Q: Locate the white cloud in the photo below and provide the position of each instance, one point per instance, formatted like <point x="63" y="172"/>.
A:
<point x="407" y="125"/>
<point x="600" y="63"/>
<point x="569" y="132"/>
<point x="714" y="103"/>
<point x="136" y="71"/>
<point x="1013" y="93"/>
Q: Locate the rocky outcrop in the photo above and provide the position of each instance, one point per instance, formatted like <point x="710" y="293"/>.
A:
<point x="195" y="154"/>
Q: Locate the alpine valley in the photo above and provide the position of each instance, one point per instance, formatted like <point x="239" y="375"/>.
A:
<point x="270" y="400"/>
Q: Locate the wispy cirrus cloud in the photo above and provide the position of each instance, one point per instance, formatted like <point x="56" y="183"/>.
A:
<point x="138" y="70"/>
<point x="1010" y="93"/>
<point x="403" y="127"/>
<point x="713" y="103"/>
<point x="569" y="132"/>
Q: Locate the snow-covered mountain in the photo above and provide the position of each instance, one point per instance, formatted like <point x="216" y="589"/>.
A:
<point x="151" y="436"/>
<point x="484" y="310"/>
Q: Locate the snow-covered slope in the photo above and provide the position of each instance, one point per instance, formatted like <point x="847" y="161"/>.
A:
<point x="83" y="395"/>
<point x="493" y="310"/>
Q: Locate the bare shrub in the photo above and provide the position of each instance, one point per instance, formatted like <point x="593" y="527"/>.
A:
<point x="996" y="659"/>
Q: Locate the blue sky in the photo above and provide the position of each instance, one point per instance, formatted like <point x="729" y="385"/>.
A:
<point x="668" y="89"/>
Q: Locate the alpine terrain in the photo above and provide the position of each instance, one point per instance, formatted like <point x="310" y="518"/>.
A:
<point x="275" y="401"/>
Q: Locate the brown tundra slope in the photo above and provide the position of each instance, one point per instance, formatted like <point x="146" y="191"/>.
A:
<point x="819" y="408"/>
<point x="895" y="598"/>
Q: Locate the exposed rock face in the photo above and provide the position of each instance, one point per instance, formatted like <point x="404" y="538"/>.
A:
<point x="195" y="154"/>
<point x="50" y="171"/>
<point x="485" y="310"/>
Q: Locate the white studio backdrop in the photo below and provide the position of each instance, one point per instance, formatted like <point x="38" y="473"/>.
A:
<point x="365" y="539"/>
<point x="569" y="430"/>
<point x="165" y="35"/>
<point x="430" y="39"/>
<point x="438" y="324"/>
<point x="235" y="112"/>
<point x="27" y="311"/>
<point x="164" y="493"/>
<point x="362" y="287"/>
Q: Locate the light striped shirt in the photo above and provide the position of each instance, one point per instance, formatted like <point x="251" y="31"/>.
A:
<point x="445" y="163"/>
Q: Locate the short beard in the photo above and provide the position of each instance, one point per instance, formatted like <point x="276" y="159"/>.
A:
- - - - - - -
#### [WORK REQUEST]
Take the entries above and repeat them verbatim.

#### [COMPLETED TASK]
Q: Locate the white cloud in the photo below and provide the position of each instance, one point per instance, formatted like <point x="63" y="172"/>.
A:
<point x="407" y="125"/>
<point x="600" y="63"/>
<point x="569" y="132"/>
<point x="714" y="103"/>
<point x="136" y="71"/>
<point x="1013" y="93"/>
Q: Locate the rocky outcrop in the photo above and provide the position of each instance, one point per instance, formatted like <point x="710" y="293"/>.
A:
<point x="195" y="154"/>
Q: Locate the alpine valley in the photo above and provide the position of each instance, one point per instance, formatted like <point x="239" y="375"/>.
A:
<point x="270" y="400"/>
Q: Locate the wispy cirrus cloud in the photo above and provide the position of each instance, one point per instance, formatted like <point x="56" y="183"/>.
A:
<point x="138" y="70"/>
<point x="1010" y="93"/>
<point x="403" y="127"/>
<point x="713" y="103"/>
<point x="569" y="132"/>
Q: Locate the snow-covered mountain in the photo above and provide the position of each instance, one point per instance, formatted like <point x="216" y="589"/>.
A:
<point x="151" y="436"/>
<point x="484" y="310"/>
Q: Locate the snow-covered slope in the photo above and provide the position of each instance, one point per instance, formatted like <point x="847" y="161"/>.
A:
<point x="83" y="395"/>
<point x="493" y="310"/>
Q: Locate the bare shrub in the photo above and provide the position of each instance, one point per instance, formatted like <point x="593" y="527"/>.
A:
<point x="996" y="659"/>
Q: Locate the blue sky in the photo above and provide the position of each instance, one point per instance, formatted like <point x="729" y="385"/>.
A:
<point x="668" y="89"/>
Q: Locate the alpine terrain in the photo above and provide the position of each instance, one point per instance, formatted like <point x="310" y="518"/>.
A:
<point x="275" y="401"/>
Q: Locate the brown tundra slope in the photo above and provide the position of each instance, one point per instance, formatted like <point x="146" y="191"/>.
A:
<point x="819" y="408"/>
<point x="895" y="598"/>
Q: Locate the exposed rock face in the photo above and provide the position of each instance, one point per instance, formatted like <point x="404" y="538"/>.
A:
<point x="195" y="154"/>
<point x="50" y="171"/>
<point x="485" y="310"/>
Q: Locate the white studio backdrop in the photo below and provide the position of each instance, one point per instance, formatted like <point x="38" y="473"/>.
A:
<point x="365" y="539"/>
<point x="569" y="430"/>
<point x="165" y="35"/>
<point x="430" y="39"/>
<point x="438" y="324"/>
<point x="235" y="112"/>
<point x="27" y="311"/>
<point x="164" y="493"/>
<point x="362" y="287"/>
Q: Locate the light striped shirt in the photo above and provide the position of each instance, one point per instance, formatted like <point x="251" y="31"/>.
A:
<point x="445" y="163"/>
Q: Locate the short beard in the photo above and provide the position of each instance, one point per instance, formatted like <point x="276" y="159"/>.
A:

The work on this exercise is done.